### Text provided

The scandal had an impact not merely on the White House staff or the rest of the administration, but upon Reagan himself. In a series of press conferences, speeches, and testimony to the Tower Commission, he sought repeatedly to justify what had happened, but his explanations failed to win public support. “Always before, he had the view that ‘I’ll do what’s right, and if it’s right I can take it to the American people and then sell it to them,’” reflected his secretary of state, George Shultz, many years later. “And you had to say, ‘This time, Mr. President, what you did was wrong, that’s why you couldn’t sell it, because everyone could see it was wrong.’” 2On February 26, 1987, the Tower Commission reported its finding that, contrary to Reagan’s own earlier claims, his administration had, in fact, been trading arms to Iran in exchange for the release of American hostages in Lebanon. Reagan was upset by the report. Reagan’s executive assistant, Jim Kuhn, noted that the day of the Tower report “was one of only three days during Ronald Reagan’s presidency when he seemed off stride. (The other two instances, he said, were the last day of the Reykjavik talks with Gorbachev and the day of Nancy Reagan’s breast surgery.) 3

By the end of February, the Reagan administration was in such disarray that the New York Times was running daily packages of news stories under the umbrella headline WHITE HOUSE IN CRISIS. Reagan was widely portrayed as a lame-duck president whose administration would be too crippled to accomplish anything during its final twenty-two months in office. The cover of Time for March 9, 1987, showed a picture of a clearly aging Reagan, his face lined and puffy. The cover line asked, “Can Reagan Recover?” The magazine quoted one rising young Republican who felt the answer was no: “Says Newt Gingrich, a conservative Republican Congressman from Georgia: ‘He will never again be the Reagan that he was before he blew it. He is not going to regain our trust and our faith easily.’” 4

At the beginning of March 1987, Howard Baker took over as Reagan’s White House chief of staff, bringing in a new team of aides with him. The new team took as its principal mission a desire to revive Reagan’s presidency and to restore his popularity. “Reagan was at 37 per cent in the polls. He wasn’t a lame duck, he was a dead duck,” recalled Ken Duberstein, who had worked for Reagan during his first term and returned, under Baker, as deputy White House chief of staff. 5

“We had to do things that showed that he could still govern,” said Thomas Griscom, another new White House staffer. Griscom, a former Senate aide to Baker, had been brought in as the White House director of communications, replacing the archconservative Patrick Buchanan. More than any other, that personnel shuffle seemed to symbolize the larger change in mood within the administration: from combative to conciliatory, from challenging the existing order and institutions to working inside them.

But how should the new team demonstrate that Reagan could still govern? One of the first decisions was that the president should travel as much as possible, particularly throughout the United States but also overseas. The Baker team compared Reagan’s situation to Nixon’s during Watergate. “We were not going to let him get trapped in the White House,” said Griscom. “I remembered those images of Richard Nixon sitting there in the White House, watching the TV set. We weren’t going to let that happen.” 6

Griscom worked closely with Reagan’s chief pollster, Richard Wirthlin. They discovered that although Americans weren’t rushing to accept Reagan’s explanation for Iran-Contra, the public also wasn’t following closely the day-to-day developments. Washington was consumed by Iran-Contra, but the public didn’t understand it well. Thus there was an opportunity for Reagan to deflect attention from Iran-Contra by showing that he was actively engaged on other issues and in other places.

### Assignment A
From the passage on Reagan and the Iran-Contra scandal, list the days that Jim Kuhn named as the only ones in Reagan's presidency when he seemed off stride.
### Assignment B
According to the passage on Reagan and the Iran-Contra scandal, why was there an opportunity for Reagan to deflect attention from Iran-Contra? Answer in one to three sentences.
### Assignment C
Answer each question from the passage on Reagan and the Iran-Contra scandal:
(i) On what date did the Tower Commission report its finding?
(ii) Who replaced Patrick Buchanan as White House director of communications?
(iii) According to Ken Duberstein, what was Reagan's standing in the polls?

### Source information
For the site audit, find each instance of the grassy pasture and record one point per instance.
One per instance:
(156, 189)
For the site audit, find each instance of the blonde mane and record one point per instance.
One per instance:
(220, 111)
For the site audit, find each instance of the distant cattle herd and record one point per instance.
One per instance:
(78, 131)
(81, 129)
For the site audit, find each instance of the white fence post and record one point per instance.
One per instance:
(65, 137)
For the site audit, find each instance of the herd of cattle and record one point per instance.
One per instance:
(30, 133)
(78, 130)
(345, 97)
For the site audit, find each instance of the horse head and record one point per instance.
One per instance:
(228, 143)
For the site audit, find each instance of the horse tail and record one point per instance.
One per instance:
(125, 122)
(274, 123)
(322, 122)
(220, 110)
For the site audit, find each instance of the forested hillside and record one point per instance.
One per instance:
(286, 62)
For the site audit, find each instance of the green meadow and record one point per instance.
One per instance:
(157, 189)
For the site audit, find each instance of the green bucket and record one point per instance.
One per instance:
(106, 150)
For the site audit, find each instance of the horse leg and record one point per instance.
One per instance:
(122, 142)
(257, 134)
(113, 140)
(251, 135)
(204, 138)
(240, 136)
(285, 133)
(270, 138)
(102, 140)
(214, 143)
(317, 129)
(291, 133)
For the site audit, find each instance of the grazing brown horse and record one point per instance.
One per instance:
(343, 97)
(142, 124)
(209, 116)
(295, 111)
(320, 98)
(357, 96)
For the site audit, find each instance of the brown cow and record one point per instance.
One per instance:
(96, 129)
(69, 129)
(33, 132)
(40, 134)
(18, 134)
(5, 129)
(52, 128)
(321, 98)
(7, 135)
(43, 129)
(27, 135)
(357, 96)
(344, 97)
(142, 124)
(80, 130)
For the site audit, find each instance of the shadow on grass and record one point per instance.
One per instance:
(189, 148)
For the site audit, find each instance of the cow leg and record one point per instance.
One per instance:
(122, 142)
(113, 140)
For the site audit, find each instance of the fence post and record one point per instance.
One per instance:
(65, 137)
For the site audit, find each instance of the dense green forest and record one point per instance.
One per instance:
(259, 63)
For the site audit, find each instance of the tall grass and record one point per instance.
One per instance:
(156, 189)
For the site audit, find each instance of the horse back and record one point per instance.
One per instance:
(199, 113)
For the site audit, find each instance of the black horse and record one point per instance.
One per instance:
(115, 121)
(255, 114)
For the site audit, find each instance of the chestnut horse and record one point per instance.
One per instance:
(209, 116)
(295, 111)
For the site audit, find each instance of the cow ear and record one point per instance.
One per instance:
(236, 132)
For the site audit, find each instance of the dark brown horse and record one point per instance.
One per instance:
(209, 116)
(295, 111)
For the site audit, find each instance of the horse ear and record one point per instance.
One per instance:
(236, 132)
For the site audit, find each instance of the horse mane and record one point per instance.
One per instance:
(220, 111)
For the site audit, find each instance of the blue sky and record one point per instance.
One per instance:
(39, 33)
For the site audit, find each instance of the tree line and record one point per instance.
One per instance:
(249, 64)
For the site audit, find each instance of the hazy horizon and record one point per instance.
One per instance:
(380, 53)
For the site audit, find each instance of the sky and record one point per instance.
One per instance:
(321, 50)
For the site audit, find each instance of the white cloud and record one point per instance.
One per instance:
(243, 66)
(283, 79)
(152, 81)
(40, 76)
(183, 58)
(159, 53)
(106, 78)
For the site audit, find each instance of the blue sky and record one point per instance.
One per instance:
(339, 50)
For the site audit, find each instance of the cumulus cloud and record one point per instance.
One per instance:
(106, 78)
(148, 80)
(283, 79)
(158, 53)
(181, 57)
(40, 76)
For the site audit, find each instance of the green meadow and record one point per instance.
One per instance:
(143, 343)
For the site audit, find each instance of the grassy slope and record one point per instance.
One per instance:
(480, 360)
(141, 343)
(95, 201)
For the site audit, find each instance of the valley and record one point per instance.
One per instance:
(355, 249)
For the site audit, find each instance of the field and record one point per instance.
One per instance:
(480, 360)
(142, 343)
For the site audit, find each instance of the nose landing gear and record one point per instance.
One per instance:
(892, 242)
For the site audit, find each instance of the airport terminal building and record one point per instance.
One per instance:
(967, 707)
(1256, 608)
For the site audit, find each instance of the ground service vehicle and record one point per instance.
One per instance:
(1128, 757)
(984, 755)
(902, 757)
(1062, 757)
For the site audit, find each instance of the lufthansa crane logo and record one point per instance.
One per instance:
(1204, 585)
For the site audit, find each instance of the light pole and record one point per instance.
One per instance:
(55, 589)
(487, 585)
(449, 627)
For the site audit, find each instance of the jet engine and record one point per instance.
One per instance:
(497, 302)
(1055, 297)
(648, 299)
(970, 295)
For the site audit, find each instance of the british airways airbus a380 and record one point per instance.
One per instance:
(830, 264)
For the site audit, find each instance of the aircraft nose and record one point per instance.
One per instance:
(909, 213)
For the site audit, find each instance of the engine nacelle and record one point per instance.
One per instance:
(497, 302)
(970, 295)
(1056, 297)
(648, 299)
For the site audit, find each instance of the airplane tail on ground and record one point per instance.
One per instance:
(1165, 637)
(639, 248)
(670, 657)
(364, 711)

### Task response A
- The day of the Tower Commission report
- The last day of the Reykjavik talks with Gorbachev
- The day of Nancy Reagan's breast surgery

### Task response B
Griscom and Wirthlin found that Americans were not accepting Reagan's explanation, but they were also not closely following the day-to-day developments, and they did not understand the scandal well. Reagan could therefore draw attention away from it by showing that he was actively engaged on other issues and in other places.

### Task response C
(i) February 26, 1987
(ii) Thomas Griscom
(iii) 37 per cent